Data for the task:

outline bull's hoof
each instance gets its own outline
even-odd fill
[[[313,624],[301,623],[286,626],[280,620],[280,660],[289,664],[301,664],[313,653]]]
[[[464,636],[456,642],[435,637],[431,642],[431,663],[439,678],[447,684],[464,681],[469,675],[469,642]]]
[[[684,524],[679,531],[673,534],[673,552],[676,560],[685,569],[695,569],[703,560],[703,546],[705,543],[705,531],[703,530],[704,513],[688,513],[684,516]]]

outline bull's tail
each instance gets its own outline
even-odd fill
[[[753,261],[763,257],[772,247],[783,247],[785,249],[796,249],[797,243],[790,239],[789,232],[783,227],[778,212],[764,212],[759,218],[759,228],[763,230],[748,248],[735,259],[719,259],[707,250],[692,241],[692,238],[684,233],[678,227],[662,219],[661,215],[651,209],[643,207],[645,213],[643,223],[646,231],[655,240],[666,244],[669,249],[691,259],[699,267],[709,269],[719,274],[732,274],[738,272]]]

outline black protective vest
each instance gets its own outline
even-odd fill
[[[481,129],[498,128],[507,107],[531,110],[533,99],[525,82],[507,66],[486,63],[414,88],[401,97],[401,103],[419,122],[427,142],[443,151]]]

Task brief: Copy the records verbatim, starting at the line that contains "outline bull's tail" and ending with the final line of the records.

Full output:
outline bull's tail
each instance gets its own outline
even-odd fill
[[[753,261],[763,257],[772,247],[783,247],[785,249],[796,249],[797,243],[790,239],[789,232],[783,227],[778,212],[764,212],[759,218],[759,228],[763,230],[748,248],[735,259],[719,259],[707,250],[692,241],[692,238],[684,233],[678,227],[662,219],[661,215],[651,209],[643,207],[645,213],[643,223],[646,231],[655,240],[666,244],[669,249],[691,259],[699,267],[709,269],[719,274],[732,274],[738,272]]]

outline black protective vest
each instance gets its own outline
even-odd fill
[[[481,129],[498,128],[507,107],[531,110],[533,99],[525,82],[507,66],[486,63],[414,88],[401,97],[401,103],[419,122],[427,142],[443,151]]]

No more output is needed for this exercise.